Thursday, February 3, 2011

Writing Inspiration

Sometimes I sit before my computer, determined to write fiction, yet accomplish nothing. The blank page just terrifies me into a paralysis. At most, I may blink at the screen and the cursor will blink back. In the white space around the cursor, I will see my features reflected, contorted now into a face of frustration. At times like these, I often give up, succumb to the tyranny of the blank page. But who can really fault me for folding? The task is daunting, almost herculean in what it asks of you: Fill up this endless expanse with your imagination, word by gruesome word.

Until recently, I believed my sworn enemy--the blank page--would win many more battles against me; that is, until I learned that novelist Jonathan Safran Foer has taken proactive action against it. He actually asks his favorite (and famous) writers for the next page in their writing journal or notebook, the one they are about to write on. Foer then frames the blank page and hangs it on his wall, to go along with the work of others, such as: Paul Auster and Joyce Carol Oates. I am thinking about starting a similar collection for inspiration. To literally reframe the situation as one of infinite possibility is incredibly affirming. I anticipate such a collection would motivate me more than say, a wall wallpapered with rejection slips, since I have always preferred the carrot to the stick.

→ THE PROBLEM: In the Writing Inspiration text, what does Jonathan Safran Foer do with the blank pages he gets from other writers? Please answer in one sentence.

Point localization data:
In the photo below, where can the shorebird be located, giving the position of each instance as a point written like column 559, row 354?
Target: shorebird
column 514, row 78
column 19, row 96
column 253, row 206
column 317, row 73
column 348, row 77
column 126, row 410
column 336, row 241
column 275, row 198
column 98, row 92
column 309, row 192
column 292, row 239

→ TASK OUTPUT: He frames each blank page and hangs it on his wall.